**What is expected**
Report the tally of lines featuring the word "trim" in the entries below, without anything else.

**Records provided**
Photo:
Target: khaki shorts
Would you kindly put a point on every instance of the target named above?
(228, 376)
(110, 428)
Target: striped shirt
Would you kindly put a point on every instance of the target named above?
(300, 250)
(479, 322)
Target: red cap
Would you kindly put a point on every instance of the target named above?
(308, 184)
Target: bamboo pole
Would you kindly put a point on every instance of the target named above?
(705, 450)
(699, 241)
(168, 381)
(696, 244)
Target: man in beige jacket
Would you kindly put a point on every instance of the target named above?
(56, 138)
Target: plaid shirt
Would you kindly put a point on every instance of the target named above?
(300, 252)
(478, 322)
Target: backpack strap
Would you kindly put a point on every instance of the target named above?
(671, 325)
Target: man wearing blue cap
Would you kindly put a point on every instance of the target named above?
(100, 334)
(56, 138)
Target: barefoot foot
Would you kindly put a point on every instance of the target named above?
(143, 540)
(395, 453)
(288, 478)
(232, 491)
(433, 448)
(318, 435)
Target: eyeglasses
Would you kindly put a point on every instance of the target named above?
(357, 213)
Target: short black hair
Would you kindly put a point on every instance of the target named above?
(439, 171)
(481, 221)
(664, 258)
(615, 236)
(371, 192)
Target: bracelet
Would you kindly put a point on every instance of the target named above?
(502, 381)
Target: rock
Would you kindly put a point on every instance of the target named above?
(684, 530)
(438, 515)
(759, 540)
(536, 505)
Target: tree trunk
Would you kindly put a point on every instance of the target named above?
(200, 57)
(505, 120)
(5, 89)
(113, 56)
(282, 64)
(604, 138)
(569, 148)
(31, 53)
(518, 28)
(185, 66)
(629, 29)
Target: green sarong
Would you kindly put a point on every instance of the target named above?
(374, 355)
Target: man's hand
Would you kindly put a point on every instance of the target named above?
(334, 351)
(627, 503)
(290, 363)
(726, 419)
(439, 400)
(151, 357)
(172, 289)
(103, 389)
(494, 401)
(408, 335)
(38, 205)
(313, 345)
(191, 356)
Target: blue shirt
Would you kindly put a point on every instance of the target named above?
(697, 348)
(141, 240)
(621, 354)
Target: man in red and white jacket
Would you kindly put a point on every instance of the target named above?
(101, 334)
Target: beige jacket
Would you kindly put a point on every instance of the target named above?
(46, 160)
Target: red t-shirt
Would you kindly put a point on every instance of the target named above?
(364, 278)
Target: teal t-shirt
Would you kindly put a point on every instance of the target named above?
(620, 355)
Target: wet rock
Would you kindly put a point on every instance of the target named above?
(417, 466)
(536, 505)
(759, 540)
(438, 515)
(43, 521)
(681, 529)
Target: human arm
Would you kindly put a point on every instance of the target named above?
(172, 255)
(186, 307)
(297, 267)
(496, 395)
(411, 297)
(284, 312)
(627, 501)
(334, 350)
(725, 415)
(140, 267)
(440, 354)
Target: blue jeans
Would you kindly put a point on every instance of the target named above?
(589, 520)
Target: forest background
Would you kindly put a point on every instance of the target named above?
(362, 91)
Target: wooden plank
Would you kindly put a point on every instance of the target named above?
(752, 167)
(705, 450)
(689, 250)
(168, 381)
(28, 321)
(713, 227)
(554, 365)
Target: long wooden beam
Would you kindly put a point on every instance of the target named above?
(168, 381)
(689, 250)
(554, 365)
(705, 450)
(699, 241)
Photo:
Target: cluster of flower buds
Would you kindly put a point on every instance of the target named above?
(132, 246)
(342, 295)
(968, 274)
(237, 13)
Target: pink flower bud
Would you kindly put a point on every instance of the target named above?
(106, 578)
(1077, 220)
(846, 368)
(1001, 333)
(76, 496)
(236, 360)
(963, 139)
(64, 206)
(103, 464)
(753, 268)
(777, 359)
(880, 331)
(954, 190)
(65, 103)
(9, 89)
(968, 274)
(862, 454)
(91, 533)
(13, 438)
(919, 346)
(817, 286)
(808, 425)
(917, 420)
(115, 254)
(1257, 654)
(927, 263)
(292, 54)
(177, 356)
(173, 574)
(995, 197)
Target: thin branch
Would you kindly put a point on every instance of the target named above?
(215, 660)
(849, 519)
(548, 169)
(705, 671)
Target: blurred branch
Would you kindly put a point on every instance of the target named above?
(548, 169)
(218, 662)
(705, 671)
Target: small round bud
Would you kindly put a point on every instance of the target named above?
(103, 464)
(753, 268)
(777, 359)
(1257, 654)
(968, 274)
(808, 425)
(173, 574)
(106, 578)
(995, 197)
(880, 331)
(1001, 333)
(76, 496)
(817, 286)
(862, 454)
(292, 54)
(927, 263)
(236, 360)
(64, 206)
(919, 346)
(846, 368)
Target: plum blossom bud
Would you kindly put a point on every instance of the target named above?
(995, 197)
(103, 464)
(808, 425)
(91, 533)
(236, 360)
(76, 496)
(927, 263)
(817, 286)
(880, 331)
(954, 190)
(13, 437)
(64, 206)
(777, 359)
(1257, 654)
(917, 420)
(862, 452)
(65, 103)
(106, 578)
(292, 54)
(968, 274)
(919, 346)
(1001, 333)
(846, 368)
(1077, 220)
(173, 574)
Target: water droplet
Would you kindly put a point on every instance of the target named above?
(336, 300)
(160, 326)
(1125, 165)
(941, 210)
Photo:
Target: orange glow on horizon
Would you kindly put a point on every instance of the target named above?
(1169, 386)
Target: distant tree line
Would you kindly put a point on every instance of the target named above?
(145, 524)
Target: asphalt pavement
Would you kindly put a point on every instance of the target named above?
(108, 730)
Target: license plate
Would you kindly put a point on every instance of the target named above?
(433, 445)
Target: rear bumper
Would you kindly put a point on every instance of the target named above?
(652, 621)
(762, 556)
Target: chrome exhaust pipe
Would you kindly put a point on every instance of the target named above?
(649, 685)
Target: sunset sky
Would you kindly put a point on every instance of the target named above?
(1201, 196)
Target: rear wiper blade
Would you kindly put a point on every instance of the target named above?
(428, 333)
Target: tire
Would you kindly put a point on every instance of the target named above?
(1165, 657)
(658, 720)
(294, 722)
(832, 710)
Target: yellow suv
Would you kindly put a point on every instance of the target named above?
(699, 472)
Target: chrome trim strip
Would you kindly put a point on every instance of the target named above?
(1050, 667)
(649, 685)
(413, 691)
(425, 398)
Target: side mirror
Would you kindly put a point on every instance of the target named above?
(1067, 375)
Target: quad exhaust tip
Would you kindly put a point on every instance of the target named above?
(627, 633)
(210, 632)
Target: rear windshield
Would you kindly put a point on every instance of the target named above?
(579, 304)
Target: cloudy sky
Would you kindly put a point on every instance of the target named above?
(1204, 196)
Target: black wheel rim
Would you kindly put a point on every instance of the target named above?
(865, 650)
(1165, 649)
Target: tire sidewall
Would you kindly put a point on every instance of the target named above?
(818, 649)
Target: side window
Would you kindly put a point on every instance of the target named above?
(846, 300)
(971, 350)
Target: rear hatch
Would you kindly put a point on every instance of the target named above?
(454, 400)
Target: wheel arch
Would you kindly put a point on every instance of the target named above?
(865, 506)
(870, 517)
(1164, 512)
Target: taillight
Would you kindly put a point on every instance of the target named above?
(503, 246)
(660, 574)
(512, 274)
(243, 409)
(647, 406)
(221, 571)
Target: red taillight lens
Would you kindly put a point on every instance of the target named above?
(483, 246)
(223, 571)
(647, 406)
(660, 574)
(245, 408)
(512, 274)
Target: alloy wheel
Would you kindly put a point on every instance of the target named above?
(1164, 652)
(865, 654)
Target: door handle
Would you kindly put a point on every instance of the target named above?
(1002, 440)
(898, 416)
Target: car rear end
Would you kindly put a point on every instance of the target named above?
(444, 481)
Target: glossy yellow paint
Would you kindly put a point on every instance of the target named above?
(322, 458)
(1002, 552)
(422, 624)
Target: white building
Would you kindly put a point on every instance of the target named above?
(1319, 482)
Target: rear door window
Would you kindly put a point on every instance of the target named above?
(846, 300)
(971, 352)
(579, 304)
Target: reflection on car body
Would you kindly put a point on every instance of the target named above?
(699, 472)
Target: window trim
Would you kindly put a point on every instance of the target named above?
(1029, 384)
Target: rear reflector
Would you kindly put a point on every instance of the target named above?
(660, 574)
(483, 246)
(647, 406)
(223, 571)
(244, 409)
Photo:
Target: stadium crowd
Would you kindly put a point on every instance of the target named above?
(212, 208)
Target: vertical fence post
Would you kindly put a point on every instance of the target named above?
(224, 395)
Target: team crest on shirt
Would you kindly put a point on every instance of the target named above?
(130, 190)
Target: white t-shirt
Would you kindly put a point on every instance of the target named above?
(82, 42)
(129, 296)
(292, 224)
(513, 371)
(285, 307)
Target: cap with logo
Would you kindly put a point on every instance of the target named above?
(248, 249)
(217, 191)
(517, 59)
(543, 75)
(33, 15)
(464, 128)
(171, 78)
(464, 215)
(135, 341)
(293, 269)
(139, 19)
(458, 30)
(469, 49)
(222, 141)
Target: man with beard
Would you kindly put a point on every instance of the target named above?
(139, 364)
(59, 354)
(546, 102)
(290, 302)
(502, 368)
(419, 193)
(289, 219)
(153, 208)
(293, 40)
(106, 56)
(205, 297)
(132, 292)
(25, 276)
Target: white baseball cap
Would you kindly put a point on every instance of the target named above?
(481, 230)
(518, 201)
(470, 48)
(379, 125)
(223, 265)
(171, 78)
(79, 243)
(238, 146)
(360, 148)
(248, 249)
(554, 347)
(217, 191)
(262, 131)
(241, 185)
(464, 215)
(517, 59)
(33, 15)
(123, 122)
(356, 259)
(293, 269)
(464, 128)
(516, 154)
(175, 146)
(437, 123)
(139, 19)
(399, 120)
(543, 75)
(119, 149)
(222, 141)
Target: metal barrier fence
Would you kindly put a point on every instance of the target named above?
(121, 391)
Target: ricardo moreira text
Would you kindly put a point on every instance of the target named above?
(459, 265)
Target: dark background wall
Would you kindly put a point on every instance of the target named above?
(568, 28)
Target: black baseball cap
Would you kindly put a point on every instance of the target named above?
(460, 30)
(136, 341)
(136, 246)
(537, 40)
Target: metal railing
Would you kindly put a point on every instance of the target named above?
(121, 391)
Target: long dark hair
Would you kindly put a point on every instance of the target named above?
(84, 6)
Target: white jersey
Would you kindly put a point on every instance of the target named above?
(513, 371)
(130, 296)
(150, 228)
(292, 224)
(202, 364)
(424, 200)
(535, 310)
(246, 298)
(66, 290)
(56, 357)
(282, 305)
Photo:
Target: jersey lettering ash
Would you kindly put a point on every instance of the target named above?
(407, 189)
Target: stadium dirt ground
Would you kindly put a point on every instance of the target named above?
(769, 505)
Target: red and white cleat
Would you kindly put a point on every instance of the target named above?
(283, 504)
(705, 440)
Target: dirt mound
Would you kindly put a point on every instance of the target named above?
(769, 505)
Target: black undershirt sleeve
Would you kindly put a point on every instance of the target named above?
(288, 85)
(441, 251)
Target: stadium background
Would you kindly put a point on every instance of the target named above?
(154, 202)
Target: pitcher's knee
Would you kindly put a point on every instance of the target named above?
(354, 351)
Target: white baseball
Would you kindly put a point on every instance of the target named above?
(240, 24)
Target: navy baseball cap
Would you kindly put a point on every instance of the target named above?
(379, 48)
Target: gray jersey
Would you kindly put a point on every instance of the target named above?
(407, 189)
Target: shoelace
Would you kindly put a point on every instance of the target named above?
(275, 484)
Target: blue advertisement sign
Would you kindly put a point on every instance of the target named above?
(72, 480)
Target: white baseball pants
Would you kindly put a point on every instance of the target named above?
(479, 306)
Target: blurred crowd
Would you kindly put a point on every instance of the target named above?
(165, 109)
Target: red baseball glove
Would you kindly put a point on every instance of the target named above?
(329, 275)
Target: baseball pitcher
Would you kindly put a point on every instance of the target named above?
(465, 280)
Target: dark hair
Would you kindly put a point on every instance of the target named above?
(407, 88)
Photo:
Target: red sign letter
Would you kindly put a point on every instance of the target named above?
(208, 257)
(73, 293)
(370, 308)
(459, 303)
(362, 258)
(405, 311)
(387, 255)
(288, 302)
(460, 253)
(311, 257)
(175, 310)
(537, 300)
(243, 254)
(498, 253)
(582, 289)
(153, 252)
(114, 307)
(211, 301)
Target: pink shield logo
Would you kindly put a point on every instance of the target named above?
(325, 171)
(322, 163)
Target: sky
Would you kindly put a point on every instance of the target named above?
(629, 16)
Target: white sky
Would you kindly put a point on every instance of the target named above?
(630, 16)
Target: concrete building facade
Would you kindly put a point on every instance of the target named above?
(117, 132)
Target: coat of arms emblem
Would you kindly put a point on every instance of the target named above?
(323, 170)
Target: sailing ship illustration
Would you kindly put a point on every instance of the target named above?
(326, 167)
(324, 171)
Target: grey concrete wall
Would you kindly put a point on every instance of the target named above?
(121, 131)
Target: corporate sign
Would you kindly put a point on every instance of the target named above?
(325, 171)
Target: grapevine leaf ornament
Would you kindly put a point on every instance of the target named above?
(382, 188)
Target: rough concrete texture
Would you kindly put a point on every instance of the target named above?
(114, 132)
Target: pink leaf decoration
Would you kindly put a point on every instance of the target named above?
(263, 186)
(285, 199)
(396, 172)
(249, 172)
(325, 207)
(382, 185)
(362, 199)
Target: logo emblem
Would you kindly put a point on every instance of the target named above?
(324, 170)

**Solution for this task**
2